- Texto selecionado:
O inimigo cultural dessa devoção era o jansenismo francês, às vezes chamado de calvinismo católico. Eventualmente considerado uma heresia, o jansenismo era uma interpretação fria e estrita do catolicismo, na qual os fiéis eram desencorajados de receber a comunhão. No Sagrado Coração, Jesus oferece uma refutação calorosa e pessoal a esta dura interpretação da fé católica. Contra a dureza do jansenismo, Jesus chama os fiéis a virem à Eucaristia com mais frequência, não menos. Esta é a amizade definitiva de coração para coração, que envolve uma troca mística de corações.

A cultura secular moderna oferece estranhos paralelos ao jansenismo estrito: a sensação de que Deus está distante de nossa experiência e uma sensação de isolamento frio na vida cotidiana. Mas a devoção ao Sagrado Coração traz hoje a mesma mensagem de 1600: Contemple o coração que te ama.

Desde o final dos anos 1600, a Igreja Católica confiou exclusivamente aos jesuítas a promoção da devoção ao Sagrado Coração. Esta missão foi amplamente conhecida e apreciada por centenas de anos, embora muitos jesuítas e leigos estejam menos familiarizados com ela hoje. A mensagem simples – que Jesus nos ama e quer que ofereçamos nossos corações a ele, não é uma nova revelação. Vemos inúmeros exemplos do amor de Jesus nos Evangelhos. Quando falo sobre o Sagrado Coração, especialmente para os jovens adultos, eles ficam intrigados com essa devoção. Em um mundo e uma Igreja complexos e divididos, a simplicidade desta imagem fala uma verdade clara que todos nós precisamos ouvir: Jesus nos ama.

- Instrução A:
Responda com base no texto sobre o Sagrado Coração:
(i) Como o jansenismo francês às vezes era chamado?
(ii) Desde quando a Igreja Católica confiou aos jesuítas a promoção da devoção ao Sagrado Coração?
(iii) Segundo o texto, que mensagem a devoção ao Sagrado Coração traz hoje?
- Instrução B:
Copie fielmente o trecho do texto sobre o Sagrado Coração que começa nas palavras "O inimigo cultural" e termine logo após "mística de corações.".
- Instrução C:
Prossiga o texto sobre o Sagrado Coração a partir da última frase apresentada.

- Itens:

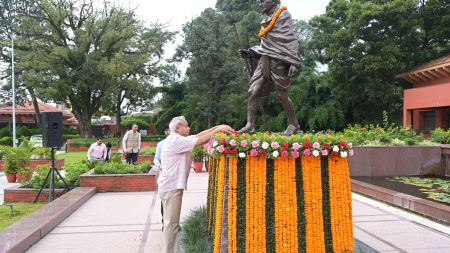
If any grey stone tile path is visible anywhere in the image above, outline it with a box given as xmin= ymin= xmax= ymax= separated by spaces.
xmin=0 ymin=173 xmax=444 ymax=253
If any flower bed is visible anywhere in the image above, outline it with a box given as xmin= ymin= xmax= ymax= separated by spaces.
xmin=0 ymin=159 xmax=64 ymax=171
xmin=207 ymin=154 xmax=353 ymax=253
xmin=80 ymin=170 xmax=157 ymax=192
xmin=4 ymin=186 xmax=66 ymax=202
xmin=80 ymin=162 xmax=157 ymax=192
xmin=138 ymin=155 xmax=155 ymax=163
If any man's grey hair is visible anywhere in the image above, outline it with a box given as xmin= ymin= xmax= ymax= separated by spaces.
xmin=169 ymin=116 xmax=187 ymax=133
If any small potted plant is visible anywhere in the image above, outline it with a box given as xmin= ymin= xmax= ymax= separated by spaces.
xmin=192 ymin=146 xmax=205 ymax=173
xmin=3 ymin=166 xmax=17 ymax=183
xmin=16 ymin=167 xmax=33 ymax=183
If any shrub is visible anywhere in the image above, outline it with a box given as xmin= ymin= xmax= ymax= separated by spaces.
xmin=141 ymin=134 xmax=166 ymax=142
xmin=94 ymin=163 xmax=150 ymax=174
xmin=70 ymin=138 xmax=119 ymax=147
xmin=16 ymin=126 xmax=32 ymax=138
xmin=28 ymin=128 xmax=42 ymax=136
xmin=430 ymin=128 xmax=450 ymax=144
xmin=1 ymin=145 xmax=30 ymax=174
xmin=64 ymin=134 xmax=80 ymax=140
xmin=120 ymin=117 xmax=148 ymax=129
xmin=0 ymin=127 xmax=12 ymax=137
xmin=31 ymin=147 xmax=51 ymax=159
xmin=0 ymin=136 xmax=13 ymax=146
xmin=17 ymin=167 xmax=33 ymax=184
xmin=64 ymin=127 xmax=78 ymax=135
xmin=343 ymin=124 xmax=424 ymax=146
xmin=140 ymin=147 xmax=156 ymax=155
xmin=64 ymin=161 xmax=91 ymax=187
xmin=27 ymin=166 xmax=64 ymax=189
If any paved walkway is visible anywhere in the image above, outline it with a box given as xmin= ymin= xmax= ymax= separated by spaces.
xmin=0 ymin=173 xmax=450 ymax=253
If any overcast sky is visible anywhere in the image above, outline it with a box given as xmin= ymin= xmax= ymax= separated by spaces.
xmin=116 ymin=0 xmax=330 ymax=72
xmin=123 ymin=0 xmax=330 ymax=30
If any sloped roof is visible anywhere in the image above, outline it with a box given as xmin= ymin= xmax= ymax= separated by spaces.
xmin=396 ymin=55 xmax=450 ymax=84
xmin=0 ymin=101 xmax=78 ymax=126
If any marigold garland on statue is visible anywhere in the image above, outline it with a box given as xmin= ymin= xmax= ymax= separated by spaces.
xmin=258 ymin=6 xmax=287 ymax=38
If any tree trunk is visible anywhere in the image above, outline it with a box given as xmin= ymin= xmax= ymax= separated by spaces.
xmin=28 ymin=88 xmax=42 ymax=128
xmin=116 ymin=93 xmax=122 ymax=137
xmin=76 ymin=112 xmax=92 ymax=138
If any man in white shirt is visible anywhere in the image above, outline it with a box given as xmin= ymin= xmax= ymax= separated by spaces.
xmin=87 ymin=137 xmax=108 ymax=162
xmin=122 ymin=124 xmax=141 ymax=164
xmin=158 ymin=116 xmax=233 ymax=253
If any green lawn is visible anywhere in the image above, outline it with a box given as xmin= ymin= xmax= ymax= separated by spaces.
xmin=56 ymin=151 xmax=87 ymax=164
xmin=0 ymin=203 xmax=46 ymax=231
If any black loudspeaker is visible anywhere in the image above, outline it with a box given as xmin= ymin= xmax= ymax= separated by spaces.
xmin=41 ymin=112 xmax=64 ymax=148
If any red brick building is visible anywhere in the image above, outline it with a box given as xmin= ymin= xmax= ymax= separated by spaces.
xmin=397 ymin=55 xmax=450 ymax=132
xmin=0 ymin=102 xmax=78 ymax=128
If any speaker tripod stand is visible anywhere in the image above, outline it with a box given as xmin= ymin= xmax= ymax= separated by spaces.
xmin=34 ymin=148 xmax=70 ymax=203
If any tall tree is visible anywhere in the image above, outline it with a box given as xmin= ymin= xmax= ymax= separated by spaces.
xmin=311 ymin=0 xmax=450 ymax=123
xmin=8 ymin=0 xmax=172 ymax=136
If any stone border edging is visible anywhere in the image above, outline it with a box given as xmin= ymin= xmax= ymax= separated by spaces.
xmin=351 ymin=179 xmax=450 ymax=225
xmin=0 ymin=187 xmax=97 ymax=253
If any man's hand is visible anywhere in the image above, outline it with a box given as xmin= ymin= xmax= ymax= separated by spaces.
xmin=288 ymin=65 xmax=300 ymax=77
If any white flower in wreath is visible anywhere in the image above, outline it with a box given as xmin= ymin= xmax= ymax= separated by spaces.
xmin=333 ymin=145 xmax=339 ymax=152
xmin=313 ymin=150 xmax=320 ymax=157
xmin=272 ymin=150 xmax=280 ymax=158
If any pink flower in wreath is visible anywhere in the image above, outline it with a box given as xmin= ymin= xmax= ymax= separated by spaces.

- Resposta A:
(i) Calvinismo católico.
(ii) Desde o final dos anos 1600.
(iii) "Contemple o coração que te ama."

- Resposta B:
O inimigo cultural dessa devoção era o jansenismo francês, às vezes chamado de calvinismo católico. Eventualmente considerado uma heresia, o jansenismo era uma interpretação fria e estrita do catolicismo, na qual os fiéis eram desencorajados de receber a comunhão. No Sagrado Coração, Jesus oferece uma refutação calorosa e pessoal a esta dura interpretação da fé católica. Contra a dureza do jansenismo, Jesus chama os fiéis a virem à Eucaristia com mais frequência, não menos. Esta é a amizade definitiva de coração para coração, que envolve uma troca mística de corações.

- Resposta C:
A imagem do coração como símbolo do amor é um motivo central em muitas culturas, incluindo a nossa, particularmente na música e na literatura. Quantas vezes em dezembro ouvimos a letra “Last Christmas, I give you my heart”? Todos nós também conhecemos frases como “Meu coração dolorido e quebrado” e “Você precisa ter coração”. Se você gosta de um post nas redes sociais, muitas vezes você clica em um coraçãozinho.

Na Bíblia e na tradição cristã, vemos uma compreensão mais robusta do coração. Deus prometeu escrever sua lei “em seus corações” (Jr 31,33); Deus diz: “Eu tirarei o coração de pedra de sua carne e lhe darei um coração de carne” (Ez 36,26). Dramaticamente, vemos o coração de Jesus trespassado depois de sua morte enquanto ele está pendurado na cruz; sai sangue e água (Jo 19,34). Muitos escritores cristãos veem aqui uma imagem dos sacramentos da Igreja, fluindo do corpo de Cristo. A água simboliza o batismo e o sangue é a Eucaristia. Na Bíblia, o coração é o núcleo simbólico da pessoa humana. É lá que podemos falar com Deus e ouvir a palavra de Deus em oração. Sou chamado não apenas para seguir os mandamentos externos da religião, mas para “entregar todo o meu coração” ao Senhor (Prov 23,26).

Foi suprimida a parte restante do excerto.